> **ИСХОДНЫЙ ТЕКСТ**
Больше рецензий

Kelderek

Эксперт

Эксперт Лайвлиба

17 августа 2020 г. 18:19

1K

4 Дядя Арбата

Анатолия Макарова я знаю давно. Ну, не лично, конечно, так-то, глаза в глаза, я никого не знаю. А по колонкам в «Литературной газете». Колонки так себе, бывает и хуже. Портит впечатление не вполне удачное фото. Но и то, и другое – дело поправимое и, в целом, некритичное.
В любом случае, к этому его амплуа я привычен. Но книг писателя Макарова не читал. Надпись «писатель» в той же колонке, до недавних пор не вызывала никаких ассоциаций. Что-то там, да, написал, наверное, а что, Бог весть, да и какая разница – их много а я один, всех не перечитаешь.
Теперь, вот, руки дошли. Старая повесть «Человек с аккордеоном» (1971-1973). Принесла славу, известность и прочее, что, однако, к нынешнему моменту растаяло как дым. Итак, вот книга. Теперь можно все прояснить. Какой он там писатель, этот самый Макаров – липовый или нет?
Наверное, нет, потому что перед нами то, чего не хватает обычно современной литературе – история. Рассказ безвестного ребенка военной поры о дяде Мите, «человеке с аккордеоном», фронтовике, состоявшемся, но не сбывшемся артисте, который так и не смог стать кем-то ординарным.
Повесть, продуманная во многих отношениях.

> **ЗАДАНИЕ A**
В какой газете, судя по рецензии, автор читал колонки Анатолия Макарова?
> **ЗАДАНИЕ B**
Продублируйте фрагмент рецензии от слов «В любом случае, к» до слов «во многих отношениях.» включительно.
Список никак не связан с рецензией.

> **ПРЕДОСТАВЛЕННЫЙ СПИСОК**
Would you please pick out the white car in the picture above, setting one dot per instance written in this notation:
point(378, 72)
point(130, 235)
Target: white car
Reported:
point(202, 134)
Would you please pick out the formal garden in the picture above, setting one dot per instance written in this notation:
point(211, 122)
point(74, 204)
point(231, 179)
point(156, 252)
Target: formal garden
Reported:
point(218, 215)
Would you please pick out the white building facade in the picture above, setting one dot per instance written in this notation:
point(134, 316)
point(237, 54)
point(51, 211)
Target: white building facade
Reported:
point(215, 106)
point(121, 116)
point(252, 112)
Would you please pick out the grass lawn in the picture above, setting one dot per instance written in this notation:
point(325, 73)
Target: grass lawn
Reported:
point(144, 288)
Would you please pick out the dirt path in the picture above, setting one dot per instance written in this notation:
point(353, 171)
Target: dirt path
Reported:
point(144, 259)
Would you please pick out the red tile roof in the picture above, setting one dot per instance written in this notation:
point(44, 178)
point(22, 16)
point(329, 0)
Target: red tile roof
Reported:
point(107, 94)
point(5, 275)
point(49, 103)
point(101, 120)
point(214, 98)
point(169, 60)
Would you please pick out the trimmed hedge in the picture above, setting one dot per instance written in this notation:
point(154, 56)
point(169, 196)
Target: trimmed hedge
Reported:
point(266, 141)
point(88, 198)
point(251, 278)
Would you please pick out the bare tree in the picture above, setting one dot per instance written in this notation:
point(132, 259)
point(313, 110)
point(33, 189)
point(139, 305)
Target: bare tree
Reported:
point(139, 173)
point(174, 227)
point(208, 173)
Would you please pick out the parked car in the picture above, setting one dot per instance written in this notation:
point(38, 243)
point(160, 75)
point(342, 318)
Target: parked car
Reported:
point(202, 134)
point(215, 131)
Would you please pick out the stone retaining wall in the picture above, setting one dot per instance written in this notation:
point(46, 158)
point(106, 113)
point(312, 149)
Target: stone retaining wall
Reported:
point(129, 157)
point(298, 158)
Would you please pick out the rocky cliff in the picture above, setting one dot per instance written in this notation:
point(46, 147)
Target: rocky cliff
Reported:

> **ОТВЕТ A**
В «Литературной газете».

> **ОТВЕТ B**
В любом случае, к этому его амплуа я привычен. Но книг писателя Макарова не читал. Надпись «писатель» в той же колонке, до недавних пор не вызывала никаких ассоциаций. Что-то там, да, написал, наверное, а что, Бог весть, да и какая разница – их много а я один, всех не перечитаешь.
Теперь, вот, руки дошли. Старая повесть «Человек с аккордеоном» (1971-1973). Принесла славу, известность и прочее, что, однако, к нынешнему моменту растаяло как дым. Итак, вот книга. Теперь можно все прояснить. Какой он там писатель, этот самый Макаров – липовый или нет?
Наверное, нет, потому что перед нами то, чего не хватает обычно современной литературе – история. Рассказ безвестного ребенка военной поры о дяде Мите, «человеке с аккордеоном», фронтовике, состоявшемся, но не сбывшемся артисте, который так и не смог стать кем-то ординарным.
Повесть, продуманная во многих отношениях.